━━ DOCUMENT TEXT ━━
As a project, the 2014 Sochi Olympics will forever be overshadowed by one stark image: four rings lit up, one didn’t. Although the typical triumphs and human drama eventually kicked in at the Sochi Games, the event was also (some might say comically) fraught with failures, with numbers so unbelievably huge ($39-billion over-budget, anyone?) they just couldn’t be ignored. Then there were the anecdotes: the stray dogs, the missing hotel floors, the unlit ring, and Bob Costas’ angry eye infection.
And after all of this trouble, they expected a meager return on investment of only 5 percent. Surely anyone who manages work muttered to themselves at some point, “Man, I’m glad that’s not me.”
That leads us to the most chilling fact of all: it could be any of us, whether we’re Russian event planners or creative managers. According to the numbers, 70 percent of projects fail. Not every project turns into a $51 billion nightmare broadcast to the whole planet, but every project—your next direct mail campaign, that product video you’re supposed to finish in two months—can fall prey to the same issues.
With this sobering reminder in front of us, let’s go through the three lessons creative managers can take from the 2014 Sochi Games:
1. Whether project or ad hoc work, it all matters.
Consider how many little things added up in Sochi to give the impression of a games gone to pot. For every stray dog story publicized giddily by the media, there were probably several dozen things that went off without a hitch. And somewhere a Sochi project manager was screaming at his television set, “Don’t look at the dogs! Look at our swingin’ song and dance number!”
In the creative management business, it’s easy to get consumed with the big projects, the multi-platform campaigns with the big price tags. We get so consumed with these that, when ad hoc requests pop up, we often treat them as fire drills. With 50 percent of our time devoured by new requests and other interruptions, it’s not hard to see why we might view them as an annoyance and push them to the outer reaches of our queues. Even most project management software packages reflect this very one-dimensional way of looking at our work—so much structure built around supporting projects but little to no structure for ad hoc work.
Not all ad hoc requests are crucial, but you only have to drop the ball with one or two important ones to ruin your creative team’s reputation. In other words, ad hoc requests can quickly become the stray dogs of your Olympic Games.
The Solution: Begin with request management. The creative teams who do this best usually have request management processes that let them objectively score each of the tasks they receive, ad hoc and project, and prioritize them accordingly. A precious few work management solutions allow you to do this and even automate the process for you. You can also attempt to do this manually in spreadsheets or whiteboards, although the extra time required can become a big time drain.
━━━
━━ DATA EXTRACTS ━━
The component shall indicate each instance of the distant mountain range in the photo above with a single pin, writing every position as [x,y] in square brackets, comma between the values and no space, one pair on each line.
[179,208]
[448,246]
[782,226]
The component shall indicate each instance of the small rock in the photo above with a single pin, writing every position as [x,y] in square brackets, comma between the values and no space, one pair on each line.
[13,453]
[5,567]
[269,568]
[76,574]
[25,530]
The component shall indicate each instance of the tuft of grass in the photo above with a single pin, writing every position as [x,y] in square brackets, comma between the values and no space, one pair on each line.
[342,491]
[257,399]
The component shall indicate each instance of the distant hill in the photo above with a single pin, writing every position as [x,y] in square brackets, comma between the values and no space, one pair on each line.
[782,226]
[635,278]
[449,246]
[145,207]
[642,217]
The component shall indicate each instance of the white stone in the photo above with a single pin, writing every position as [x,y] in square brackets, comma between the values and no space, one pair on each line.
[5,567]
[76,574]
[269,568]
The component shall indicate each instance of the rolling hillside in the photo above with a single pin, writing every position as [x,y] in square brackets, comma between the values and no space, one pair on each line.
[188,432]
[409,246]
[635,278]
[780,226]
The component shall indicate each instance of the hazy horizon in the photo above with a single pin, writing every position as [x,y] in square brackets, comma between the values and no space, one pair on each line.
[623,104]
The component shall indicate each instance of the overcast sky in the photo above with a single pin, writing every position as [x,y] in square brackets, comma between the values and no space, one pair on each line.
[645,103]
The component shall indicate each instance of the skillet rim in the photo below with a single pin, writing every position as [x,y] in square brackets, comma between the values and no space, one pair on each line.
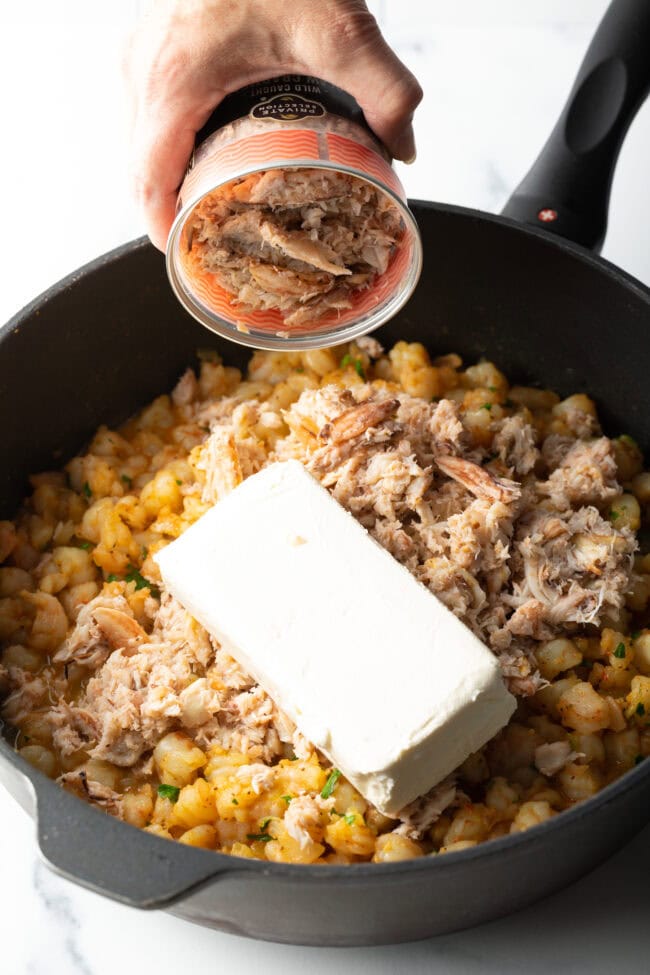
━━━
*TASKS TO CARRY OUT:*
**a)** In the article on the 2014 Sochi Olympics, rewrite the passage starting at "With this sobering" and ending at "it all matters.", changing "three lessons" to "three takeaways".
**b)** According to the article on the 2014 Sochi Olympics, what percentage of projects fail?
Rely solely on the article about the 2014 Sochi Olympics when responding.

*ANSWERS TO EACH TASK:*
**a)**
With this sobering reminder in front of us, let’s go through the three takeaways creative managers can take from the 2014 Sochi Games:
1. Whether project or ad hoc work, it all matters.

**b)** 70 percent